» OBJECTIVE:
Rewrite every line of the records below, requests included, scaling each point coordinate in the answers by 2.25 and rounding to the nearest whole number, with halves rounded up. Keep every number in the requests unchanged.

» DATA FOR THE TASK:
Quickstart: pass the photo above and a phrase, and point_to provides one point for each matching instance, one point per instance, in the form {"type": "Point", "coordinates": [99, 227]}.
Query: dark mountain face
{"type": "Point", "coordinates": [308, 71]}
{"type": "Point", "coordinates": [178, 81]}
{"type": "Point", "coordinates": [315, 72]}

» TASK RESULT:
Quickstart: pass the photo above and a phrase, and point_to provides one point for each matching instance, one point per instance, in the form {"type": "Point", "coordinates": [99, 227]}.
Query: dark mountain face
{"type": "Point", "coordinates": [693, 160]}
{"type": "Point", "coordinates": [401, 182]}
{"type": "Point", "coordinates": [709, 162]}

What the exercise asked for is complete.